→ Document text
▬▬▬▬▬▬▬▬▬▬

I’ve been worrying myself lately, trying to imagine a positive future that I can actually believe. As opposed to sinking into science-based Catastrophism.
Rebecca Solnit takes a different tack in her end-of-year essay for Tom Dispatch, and, I gotta say that, despite a few clunkers – e.g. “For millions of years, this world has been a great gift to nearly everything living on it” — it rings true. In fact, her overall approach to the what-the-hell-do-we-do-now problem, one that’s both accessible and encouraging, has clear advantages over my “we need to actually plan for a fair global transition” style of rationalism.
Solnit’s point, basically, is that fighting to save the world will allow us to live well — in the classical sense of living “a good life’ — even as we face the dark and iffy days ahead. And that, by pursing both solidarity and clarity, we might also find that we have a real chance at a desirable, and even emancipatory future.
“Everywhere people are at work to build a better world in which we — and some of the beauty of this world — will be guaranteed to survive. Everywhere they are at war with the forces threatening us and the planet. I usually avoid war metaphors, but this time it’s barely a metaphor. Our side isn’t violent, but it is engaged in battle, and people are putting their bodies on the line and their lives behind the cause. The other side is intent on maximizing its profit at the cost of nearly everything.”

▬▬▬▬▬▬▬▬▬▬

→ Raw records
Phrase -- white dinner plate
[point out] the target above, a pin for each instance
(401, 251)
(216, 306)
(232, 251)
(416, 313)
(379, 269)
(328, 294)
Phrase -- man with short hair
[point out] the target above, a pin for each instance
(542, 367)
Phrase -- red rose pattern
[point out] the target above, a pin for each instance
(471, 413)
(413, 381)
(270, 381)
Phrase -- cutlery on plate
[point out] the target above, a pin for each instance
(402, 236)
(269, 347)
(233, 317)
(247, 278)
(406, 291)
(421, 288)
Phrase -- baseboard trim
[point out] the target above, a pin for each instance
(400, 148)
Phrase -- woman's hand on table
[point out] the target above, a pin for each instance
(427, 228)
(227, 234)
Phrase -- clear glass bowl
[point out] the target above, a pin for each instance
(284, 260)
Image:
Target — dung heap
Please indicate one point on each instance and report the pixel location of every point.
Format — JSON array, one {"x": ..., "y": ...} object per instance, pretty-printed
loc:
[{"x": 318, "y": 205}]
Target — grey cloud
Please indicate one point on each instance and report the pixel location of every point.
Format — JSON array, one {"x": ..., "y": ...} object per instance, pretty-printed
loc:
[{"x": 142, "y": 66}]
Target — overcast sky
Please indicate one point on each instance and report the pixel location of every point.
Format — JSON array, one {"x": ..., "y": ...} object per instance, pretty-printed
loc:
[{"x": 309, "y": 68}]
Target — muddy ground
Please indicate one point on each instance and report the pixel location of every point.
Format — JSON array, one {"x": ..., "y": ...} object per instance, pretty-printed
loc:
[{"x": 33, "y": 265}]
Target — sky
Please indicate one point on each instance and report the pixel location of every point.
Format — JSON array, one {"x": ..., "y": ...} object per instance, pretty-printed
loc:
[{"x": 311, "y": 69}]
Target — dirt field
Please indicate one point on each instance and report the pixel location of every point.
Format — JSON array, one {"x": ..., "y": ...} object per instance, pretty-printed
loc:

▬▬▬▬▬▬▬▬▬▬

→ Requirements
• a. For the post about Rebecca Solnit's essay, say whether each statement agrees with it. Answer yes or no, and quote the deciding words. (i) Solnit wrote the essay for Tom Dispatch at the end of the year. (ii) The post finds no clunkers in Solnit's essay. (iii) In the quoted passage, Solnit says she usually uses war metaphors.
• b. Answer these questions from the post about Rebecca Solnit's essay:
(i) What kind of future has the writer been trying to imagine?
(ii) What two things does Solnit say we might pursue?
(iii) In the quoted passage, what is the other side intent on?
• c. Reproduce the post about Rebecca Solnit's essay between "I’ve been worrying" and "style of rationalism.", inclusive.

→ Solutions by task
• a.
(i) Yes: "her end-of-year essay for Tom Dispatch"
(ii) No: "despite a few clunkers"
(iii) No: "I usually avoid war metaphors"

• b.
(i) A positive future that the writer can actually believe.
(ii) Solidarity and clarity.
(iii) Maximizing its profit at the cost of nearly everything.

• c.
I’ve been worrying myself lately, trying to imagine a positive future that I can actually believe. As opposed to sinking into science-based Catastrophism.
Rebecca Solnit takes a different tack in her end-of-year essay for Tom Dispatch, and, I gotta say that, despite a few clunkers – e.g. “For millions of years, this world has been a great gift to nearly everything living on it” — it rings true. In fact, her overall approach to the what-the-hell-do-we-do-now problem, one that’s both accessible and encouraging, has clear advantages over my “we need to actually plan for a fair global transition” style of rationalism.